━━━━━ Dataset records

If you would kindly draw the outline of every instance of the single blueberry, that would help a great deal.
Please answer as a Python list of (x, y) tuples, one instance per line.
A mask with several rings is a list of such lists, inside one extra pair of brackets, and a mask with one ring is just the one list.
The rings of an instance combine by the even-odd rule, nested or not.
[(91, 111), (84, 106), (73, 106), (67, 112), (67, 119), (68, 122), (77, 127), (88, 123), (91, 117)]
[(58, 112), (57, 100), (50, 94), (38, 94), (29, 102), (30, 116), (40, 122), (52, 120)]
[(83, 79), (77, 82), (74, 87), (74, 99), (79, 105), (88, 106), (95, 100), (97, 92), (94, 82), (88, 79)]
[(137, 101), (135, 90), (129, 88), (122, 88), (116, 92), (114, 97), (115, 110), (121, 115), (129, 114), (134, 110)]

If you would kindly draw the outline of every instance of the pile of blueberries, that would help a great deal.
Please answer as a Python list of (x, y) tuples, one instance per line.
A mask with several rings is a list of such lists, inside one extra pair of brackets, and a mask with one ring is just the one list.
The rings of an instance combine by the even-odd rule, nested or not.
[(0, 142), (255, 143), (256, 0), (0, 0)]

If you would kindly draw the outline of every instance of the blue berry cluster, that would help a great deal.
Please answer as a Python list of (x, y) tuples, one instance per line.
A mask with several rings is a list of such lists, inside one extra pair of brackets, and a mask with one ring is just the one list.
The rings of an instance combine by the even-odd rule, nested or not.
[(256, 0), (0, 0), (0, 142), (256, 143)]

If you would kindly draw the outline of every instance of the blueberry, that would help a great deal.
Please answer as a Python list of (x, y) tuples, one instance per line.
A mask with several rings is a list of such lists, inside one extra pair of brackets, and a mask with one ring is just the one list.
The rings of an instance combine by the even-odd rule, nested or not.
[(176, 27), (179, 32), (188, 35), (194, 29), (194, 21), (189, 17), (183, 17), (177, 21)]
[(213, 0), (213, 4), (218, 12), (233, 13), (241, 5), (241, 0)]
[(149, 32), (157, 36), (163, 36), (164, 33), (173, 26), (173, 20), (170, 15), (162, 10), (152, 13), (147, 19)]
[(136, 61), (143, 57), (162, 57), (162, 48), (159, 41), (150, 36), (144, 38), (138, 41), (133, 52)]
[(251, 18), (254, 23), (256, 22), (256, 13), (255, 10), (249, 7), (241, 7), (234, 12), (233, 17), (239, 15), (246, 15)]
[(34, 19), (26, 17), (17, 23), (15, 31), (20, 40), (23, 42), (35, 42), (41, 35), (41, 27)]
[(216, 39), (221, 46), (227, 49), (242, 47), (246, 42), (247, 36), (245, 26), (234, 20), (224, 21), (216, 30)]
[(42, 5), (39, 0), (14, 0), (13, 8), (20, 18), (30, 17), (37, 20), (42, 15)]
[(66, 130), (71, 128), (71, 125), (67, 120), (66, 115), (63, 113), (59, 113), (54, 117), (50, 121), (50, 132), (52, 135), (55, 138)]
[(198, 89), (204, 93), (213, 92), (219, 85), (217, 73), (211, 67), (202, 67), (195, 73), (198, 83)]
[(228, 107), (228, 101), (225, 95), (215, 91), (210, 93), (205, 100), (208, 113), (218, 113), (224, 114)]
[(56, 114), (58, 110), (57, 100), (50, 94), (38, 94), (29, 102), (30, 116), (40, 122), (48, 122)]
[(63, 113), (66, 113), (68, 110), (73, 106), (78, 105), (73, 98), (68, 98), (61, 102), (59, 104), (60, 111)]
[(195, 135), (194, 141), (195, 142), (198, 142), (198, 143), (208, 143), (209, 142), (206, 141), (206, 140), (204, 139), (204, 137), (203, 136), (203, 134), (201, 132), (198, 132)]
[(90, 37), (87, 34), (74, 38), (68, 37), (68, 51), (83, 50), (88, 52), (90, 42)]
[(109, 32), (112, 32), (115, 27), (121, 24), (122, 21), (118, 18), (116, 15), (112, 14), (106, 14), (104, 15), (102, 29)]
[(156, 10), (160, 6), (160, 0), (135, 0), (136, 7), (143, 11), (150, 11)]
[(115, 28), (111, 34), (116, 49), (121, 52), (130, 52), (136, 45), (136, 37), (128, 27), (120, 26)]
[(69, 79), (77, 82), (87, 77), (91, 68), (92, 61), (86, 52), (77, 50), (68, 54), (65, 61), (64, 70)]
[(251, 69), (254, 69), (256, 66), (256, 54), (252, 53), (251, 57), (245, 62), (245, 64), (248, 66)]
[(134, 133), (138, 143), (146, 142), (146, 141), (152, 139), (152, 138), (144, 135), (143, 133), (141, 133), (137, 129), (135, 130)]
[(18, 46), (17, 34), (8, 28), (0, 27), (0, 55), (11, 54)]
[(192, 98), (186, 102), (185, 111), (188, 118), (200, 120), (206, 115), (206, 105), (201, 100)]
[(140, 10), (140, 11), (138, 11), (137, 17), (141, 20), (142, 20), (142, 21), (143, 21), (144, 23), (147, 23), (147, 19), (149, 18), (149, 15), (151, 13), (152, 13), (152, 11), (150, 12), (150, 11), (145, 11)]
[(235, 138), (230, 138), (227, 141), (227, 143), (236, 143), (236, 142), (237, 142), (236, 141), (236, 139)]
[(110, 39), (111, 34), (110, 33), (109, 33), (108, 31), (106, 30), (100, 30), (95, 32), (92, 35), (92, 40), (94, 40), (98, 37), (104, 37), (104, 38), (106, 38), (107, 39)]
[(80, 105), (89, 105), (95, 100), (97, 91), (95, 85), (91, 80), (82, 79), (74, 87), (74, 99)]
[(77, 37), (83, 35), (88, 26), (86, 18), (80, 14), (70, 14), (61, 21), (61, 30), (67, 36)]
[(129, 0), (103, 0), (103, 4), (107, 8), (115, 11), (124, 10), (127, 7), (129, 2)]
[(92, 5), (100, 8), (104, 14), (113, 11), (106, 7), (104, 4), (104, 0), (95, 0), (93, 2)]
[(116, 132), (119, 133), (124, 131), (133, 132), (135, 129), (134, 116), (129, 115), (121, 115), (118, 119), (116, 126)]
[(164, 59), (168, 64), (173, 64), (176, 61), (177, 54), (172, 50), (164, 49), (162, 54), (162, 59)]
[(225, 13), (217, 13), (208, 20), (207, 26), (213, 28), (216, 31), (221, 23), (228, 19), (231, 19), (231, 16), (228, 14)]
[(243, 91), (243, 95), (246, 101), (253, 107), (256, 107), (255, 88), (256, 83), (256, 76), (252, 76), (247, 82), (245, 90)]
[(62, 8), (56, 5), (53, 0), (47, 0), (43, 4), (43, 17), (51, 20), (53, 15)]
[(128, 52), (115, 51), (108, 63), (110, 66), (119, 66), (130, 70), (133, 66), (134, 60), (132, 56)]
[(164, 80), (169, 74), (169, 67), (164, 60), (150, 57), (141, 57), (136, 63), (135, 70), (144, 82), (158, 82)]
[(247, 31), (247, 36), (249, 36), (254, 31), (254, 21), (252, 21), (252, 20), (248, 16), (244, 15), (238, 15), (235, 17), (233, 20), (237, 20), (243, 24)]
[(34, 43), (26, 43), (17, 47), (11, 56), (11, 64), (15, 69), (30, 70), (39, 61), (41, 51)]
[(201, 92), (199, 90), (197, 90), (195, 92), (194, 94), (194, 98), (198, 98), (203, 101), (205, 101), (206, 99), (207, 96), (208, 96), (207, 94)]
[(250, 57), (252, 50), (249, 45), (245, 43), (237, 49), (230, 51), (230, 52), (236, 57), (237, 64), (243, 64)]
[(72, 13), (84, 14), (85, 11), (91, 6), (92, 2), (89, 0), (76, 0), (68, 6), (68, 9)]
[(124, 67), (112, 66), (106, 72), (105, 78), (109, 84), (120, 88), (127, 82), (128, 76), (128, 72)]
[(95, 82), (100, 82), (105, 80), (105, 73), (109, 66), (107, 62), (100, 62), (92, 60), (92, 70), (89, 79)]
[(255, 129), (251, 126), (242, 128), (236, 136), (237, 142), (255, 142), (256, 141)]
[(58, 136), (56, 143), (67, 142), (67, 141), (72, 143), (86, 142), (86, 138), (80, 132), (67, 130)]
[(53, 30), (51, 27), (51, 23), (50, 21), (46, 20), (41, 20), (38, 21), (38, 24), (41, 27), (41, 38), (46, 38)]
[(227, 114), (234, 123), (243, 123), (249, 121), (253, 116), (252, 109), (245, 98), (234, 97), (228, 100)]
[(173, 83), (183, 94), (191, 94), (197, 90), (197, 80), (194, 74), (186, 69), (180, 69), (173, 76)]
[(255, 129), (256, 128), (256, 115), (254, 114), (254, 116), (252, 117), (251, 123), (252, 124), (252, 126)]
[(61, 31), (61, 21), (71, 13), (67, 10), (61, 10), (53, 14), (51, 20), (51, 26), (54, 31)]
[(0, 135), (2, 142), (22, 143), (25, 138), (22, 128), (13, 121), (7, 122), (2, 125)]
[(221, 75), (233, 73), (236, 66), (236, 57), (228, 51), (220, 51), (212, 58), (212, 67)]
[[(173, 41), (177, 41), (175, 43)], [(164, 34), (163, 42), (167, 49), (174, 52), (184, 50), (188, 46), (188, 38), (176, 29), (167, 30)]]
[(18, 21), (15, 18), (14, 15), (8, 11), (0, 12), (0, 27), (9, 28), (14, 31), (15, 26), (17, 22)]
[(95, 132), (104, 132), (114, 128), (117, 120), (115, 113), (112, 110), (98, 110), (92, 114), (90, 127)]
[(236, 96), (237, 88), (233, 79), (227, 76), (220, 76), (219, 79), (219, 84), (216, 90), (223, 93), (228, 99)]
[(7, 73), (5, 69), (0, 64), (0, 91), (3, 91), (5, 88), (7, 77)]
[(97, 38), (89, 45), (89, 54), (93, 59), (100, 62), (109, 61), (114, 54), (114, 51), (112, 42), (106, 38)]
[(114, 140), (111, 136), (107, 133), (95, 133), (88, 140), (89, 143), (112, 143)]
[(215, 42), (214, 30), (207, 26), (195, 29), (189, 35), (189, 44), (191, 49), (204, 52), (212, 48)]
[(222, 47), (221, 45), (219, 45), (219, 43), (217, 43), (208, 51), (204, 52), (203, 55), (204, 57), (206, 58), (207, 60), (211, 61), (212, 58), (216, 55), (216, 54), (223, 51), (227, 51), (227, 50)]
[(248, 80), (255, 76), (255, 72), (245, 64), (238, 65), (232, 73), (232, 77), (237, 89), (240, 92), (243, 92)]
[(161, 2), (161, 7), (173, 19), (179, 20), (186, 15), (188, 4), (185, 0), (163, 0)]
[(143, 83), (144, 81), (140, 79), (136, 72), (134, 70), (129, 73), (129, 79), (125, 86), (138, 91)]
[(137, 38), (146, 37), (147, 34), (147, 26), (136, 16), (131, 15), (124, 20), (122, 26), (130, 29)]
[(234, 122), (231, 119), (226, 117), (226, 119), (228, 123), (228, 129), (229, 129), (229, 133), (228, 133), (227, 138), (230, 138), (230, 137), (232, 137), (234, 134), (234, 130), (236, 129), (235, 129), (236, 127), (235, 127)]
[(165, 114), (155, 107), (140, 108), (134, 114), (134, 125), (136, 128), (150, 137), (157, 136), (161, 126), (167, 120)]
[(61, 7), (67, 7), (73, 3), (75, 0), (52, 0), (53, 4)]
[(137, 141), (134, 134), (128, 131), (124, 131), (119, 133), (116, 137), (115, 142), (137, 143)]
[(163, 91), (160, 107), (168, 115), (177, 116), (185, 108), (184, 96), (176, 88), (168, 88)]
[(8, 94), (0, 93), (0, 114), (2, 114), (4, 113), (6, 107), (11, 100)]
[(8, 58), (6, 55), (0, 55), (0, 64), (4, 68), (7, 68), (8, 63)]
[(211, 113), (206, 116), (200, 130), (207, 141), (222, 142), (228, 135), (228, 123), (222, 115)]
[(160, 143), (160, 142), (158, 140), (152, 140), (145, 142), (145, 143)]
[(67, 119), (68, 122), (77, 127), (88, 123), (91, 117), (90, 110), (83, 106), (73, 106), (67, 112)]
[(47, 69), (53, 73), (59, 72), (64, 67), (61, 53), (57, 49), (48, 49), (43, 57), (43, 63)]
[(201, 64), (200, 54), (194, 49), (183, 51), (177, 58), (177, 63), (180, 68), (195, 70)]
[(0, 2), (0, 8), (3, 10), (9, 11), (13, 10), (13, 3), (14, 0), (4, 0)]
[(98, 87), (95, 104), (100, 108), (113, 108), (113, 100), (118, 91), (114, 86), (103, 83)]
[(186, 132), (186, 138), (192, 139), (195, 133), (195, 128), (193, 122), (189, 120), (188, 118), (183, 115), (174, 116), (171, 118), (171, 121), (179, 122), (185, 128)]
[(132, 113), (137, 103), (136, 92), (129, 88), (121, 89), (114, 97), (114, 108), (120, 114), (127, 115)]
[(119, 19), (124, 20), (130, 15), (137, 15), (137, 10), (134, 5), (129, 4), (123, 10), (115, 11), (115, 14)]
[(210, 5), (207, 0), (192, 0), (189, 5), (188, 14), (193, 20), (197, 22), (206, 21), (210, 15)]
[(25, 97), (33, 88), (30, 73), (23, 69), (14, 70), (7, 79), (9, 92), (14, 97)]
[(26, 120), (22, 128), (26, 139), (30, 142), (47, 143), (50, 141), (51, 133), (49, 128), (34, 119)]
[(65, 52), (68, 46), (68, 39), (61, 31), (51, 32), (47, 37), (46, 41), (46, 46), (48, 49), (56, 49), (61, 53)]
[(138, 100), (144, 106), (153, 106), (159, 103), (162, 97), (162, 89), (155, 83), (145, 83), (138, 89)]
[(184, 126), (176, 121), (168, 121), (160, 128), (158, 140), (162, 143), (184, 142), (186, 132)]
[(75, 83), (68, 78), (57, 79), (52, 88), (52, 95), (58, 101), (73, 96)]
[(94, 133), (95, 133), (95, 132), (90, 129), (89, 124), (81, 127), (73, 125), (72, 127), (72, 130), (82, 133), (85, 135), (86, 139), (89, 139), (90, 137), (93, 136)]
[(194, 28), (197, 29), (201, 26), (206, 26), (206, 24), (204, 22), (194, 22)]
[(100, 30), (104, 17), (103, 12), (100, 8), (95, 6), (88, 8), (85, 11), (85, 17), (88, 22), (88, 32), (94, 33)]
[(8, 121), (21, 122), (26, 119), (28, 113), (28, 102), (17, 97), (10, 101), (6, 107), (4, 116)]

━━━━━━━━━━

Reproduce everything in the data from the line containing "the blueberry, that would help a great deal." down to the line containing "13), (147, 19)]", substituting "contour" for "outline" and leaving all else unchanged.

• Result of this task:
If you would kindly draw the contour of every instance of the blueberry, that would help a great deal.
Please answer as a Python list of (x, y) tuples, one instance per line.
A mask with several rings is a list of such lists, inside one extra pair of brackets, and a mask with one ring is just the one list.
The rings of an instance combine by the even-odd rule, nested or not.
[(176, 27), (179, 32), (188, 35), (194, 29), (194, 21), (189, 17), (183, 17), (177, 21)]
[(213, 0), (213, 4), (218, 12), (233, 13), (241, 5), (241, 0)]
[(149, 32), (157, 36), (163, 36), (164, 33), (173, 26), (173, 20), (170, 15), (162, 10), (152, 13), (147, 19)]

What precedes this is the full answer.